A faithful copy of the listing below is needed, one that contains no pictures.

┌─ Input

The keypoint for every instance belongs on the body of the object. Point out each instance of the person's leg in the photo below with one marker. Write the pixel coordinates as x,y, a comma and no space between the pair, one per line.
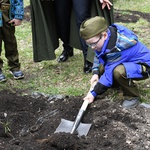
63,14
11,51
128,87
1,61
2,76
82,12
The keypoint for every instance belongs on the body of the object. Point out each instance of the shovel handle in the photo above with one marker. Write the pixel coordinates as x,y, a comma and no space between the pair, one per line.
84,105
86,102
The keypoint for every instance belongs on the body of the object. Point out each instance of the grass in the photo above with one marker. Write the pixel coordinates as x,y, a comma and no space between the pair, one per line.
67,78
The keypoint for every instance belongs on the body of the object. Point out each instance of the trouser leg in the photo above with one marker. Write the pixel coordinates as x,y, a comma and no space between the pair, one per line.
1,61
10,45
128,87
82,12
63,13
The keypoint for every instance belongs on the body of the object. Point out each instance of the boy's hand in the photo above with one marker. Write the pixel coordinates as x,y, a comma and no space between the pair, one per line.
94,78
15,22
89,97
105,3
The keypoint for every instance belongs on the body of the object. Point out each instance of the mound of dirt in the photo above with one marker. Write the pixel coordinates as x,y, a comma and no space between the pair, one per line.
28,123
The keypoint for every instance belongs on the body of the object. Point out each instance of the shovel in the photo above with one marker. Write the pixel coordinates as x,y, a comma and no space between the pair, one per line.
70,126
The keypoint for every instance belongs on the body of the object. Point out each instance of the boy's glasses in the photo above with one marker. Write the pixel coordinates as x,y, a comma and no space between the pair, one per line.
95,43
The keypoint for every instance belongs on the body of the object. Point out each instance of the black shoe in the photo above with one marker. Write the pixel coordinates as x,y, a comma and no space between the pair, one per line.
65,54
87,67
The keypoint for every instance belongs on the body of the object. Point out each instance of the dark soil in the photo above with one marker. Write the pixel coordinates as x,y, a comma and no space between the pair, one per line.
28,123
33,121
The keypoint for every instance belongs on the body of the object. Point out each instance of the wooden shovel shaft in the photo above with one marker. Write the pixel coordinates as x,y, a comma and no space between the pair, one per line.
79,116
81,111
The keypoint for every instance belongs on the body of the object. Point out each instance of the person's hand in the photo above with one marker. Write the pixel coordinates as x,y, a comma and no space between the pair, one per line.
106,3
15,22
94,79
89,97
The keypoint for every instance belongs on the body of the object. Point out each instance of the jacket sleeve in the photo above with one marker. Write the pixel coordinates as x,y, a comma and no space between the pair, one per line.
95,68
104,82
18,9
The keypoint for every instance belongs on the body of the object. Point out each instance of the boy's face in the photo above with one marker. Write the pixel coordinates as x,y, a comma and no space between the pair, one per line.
96,42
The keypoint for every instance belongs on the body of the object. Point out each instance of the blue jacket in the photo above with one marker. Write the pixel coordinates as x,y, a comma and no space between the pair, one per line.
131,58
16,10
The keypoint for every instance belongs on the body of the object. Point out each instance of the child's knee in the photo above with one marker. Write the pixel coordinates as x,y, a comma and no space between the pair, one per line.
119,72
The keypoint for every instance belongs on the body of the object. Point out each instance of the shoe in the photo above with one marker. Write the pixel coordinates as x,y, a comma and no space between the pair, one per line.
17,74
87,67
132,103
2,76
65,54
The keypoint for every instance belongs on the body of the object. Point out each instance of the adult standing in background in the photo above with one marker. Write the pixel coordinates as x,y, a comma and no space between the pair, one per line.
46,26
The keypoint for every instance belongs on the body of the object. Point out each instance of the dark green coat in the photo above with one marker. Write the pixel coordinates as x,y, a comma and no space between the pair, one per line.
44,32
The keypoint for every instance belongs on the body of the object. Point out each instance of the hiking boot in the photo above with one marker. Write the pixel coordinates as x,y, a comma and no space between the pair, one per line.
17,74
132,103
65,54
2,76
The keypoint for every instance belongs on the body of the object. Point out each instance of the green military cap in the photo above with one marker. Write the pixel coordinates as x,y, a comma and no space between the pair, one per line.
93,26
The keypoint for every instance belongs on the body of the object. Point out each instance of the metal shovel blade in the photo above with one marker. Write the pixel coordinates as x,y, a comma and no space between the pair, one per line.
66,126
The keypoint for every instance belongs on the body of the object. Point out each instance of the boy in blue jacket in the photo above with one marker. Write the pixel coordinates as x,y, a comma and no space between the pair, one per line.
11,15
119,59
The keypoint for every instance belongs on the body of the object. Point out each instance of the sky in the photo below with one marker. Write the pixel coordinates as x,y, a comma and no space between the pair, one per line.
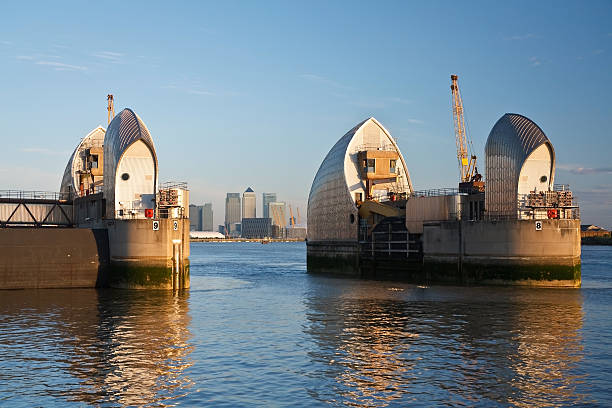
254,94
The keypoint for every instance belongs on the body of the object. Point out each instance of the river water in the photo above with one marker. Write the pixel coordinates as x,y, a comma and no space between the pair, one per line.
256,330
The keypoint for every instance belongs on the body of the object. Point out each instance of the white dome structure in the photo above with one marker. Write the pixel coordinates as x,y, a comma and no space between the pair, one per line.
130,167
339,183
82,173
519,159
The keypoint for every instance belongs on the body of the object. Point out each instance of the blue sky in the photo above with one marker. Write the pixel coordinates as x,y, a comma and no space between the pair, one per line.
240,94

└─

:: Response for this exercise ::
The keypoint for every instance belongs on the body of the object. Point out each instance of the person's leg in the photo below with one marker. Write the pixel coordinates as x,y, a comma and no space between the pair, one per line.
63,14
11,51
128,87
1,61
2,76
82,12
The keypoint for every instance belongs on the body of the object. Point out each instance of the shovel handle in the photo above with one marker. Write the pixel coordinates as x,y, a comma and no space between the pair, one per line.
84,105
86,102
The keypoint for every instance belongs on the body of the object. Point out each instance of the grass in the photo above with one marker. Write the pixel coordinates as x,y, a comma and no space between the pair, one per line.
67,78
The keypoint for every instance belongs on the body of the object. Point out each instance of the trouser leg in the photo above with one marker. Write the pixel coordinates as x,y, a comma and no space between the pair, one per line.
1,61
10,45
128,87
82,12
63,13
The keypoint for every instance belongs on the body of the object. Point out each instance of the boy's hand in the photo above with one marker. Write the pixel coordinates as x,y, a comma and no space between the pair, one per line.
94,78
15,22
89,97
105,3
The keypoint for every instance belongs on the body of the object. Point out each instance of the mound of dirt in the photo above with one marker. Write the pixel coordinates as x,y, a comma and no space between the pair, one per line.
28,123
The keypoint for every instance belongs on the body of the object. Point out each instance of the shovel in the photo above with one marker. Write the pixel coordinates as x,y, a comma and no space between the pair, one per line.
70,126
The keypoint for every instance belongs on the body of the object. Point out each instance of the boy's glasses in the photo above with one marker. Write the pixel coordinates as x,y, a comma and no space between the pair, one per line.
95,43
The keypoint for every instance belongs on the body of the object. Point out each instance of the black shoe in the photo above with one marker. Write the pixel coordinates as x,y, a comma and no space between the pair, one per line.
65,54
87,67
The keypoint for every instance belongs on the body of the object. Point out each instance of the dark soil in the photo above with one marker. Write the pixel coordinates as x,y, a comma and no space between the pair, one per line.
28,123
33,121
The keypoint for every instance belongs on the body of the object. Point out each instance of the wooden shovel shaft in the photo above with one marker. Write the pixel coordinates as x,y, a comma and no space between the pair, one per line.
79,116
81,111
The keypoint for every instance belongs on the body of the object. Point out each instance of the person's hand in the photo above with one marker. Write the pixel coordinates as x,y, a comma and no space between the pair, one per line.
106,3
15,22
94,79
89,97
The keypoint for every instance belongs on the body of the object. Point out each instance of the jacket sleeve in the photo above with one marker. Write the pixel coordinates as x,y, a comma and no space between the pair, one per line.
95,68
104,82
18,9
The keypoint for every instance belongs on the body of the object. Point out each instance of the boy's face in the photo above with one marker. Write the pixel coordinates as x,y, a comma and no space between the pair, one per line.
96,42
The keypoint for every instance belongs on the body of the object. Point out each instance of the blue jacket in the photo above with one marker. Write the pixel coordinates as x,y, a comma and no space between the pair, one per line.
131,58
16,10
The keypoint for every instance belongs on the body of the object. Point out each instance of the child's knee in the photo above with one marker. Write the pixel coordinates as x,y, a comma and no space between the pair, one per line.
119,72
The keypoint for every instance belongs on the body of the object. Point out each instance of the shoe in the photo above with one marker. Write the pixel coordinates as x,y, a comma and no space between the pair, one per line.
17,74
87,67
132,103
2,76
65,54
The keypoint for every instance belongs on the body of the object. Point out each instance of the adult standing in background in the photo above with one marker. Write the pixel coordinates as x,y, a comma and no space between the pair, one per line.
46,26
The keypoint for every instance belongs on the body of the object. Point out each instance of the dark green coat in the photo above with one marker. Write the pixel coordinates as x,y, a comma and no space between the pair, one per line.
44,32
The keypoint for every instance belongs on the body of the object. Point out each instance of the hiking boot in the photo above with one marker. Write the pixel coordinates as x,y, a comma and no space between the pair, one per line.
17,74
132,103
65,54
2,76
The keypoint for every instance belongs on the body of the object. Point out each instance of the green military cap in the photo above with one marker. Write the pixel coordinates as x,y, a comma and no space between the pair, one per line.
93,26
The keypoint for every instance belongs on the body of the object. Point out each instance of the metal shovel blade in the photo above with one marker. Write the pixel coordinates as x,y, a comma and no space between the pair, one per line.
66,126
The keypoint for every instance belongs on the body of the object. Point out each instance of the boy in blue jacket in the photo above with one marker. Write the pixel coordinates as x,y, a comma and no space between the pair, one per line.
11,15
119,59
The keypoint for every instance belongs on the body of the object. Point out each instance of the sky in the photo below with one marker. Write the pixel coordinates as x,y, a comma and no space between the pair, one per line.
254,94
The keypoint for every instance belongs on the body of the object. Point out each instance of the river water in the photo above with one marker. Write the pixel coordinates as x,y, a comma and no space between the pair, one per line.
256,330
The keypoint for every instance belongs on the body of the object. Point out each instance of the white dome structure in the photo above with one marker. Write the pixel coordinates as x,y, a comma and no space between the pair, one per line.
130,167
339,183
82,173
519,159
The keypoint for every instance belongs on the body of the object. Point out each instance of the blue sky in the photo above with one marker. Write the pixel coordinates as x,y, a comma and no space between the pair, one per line.
240,94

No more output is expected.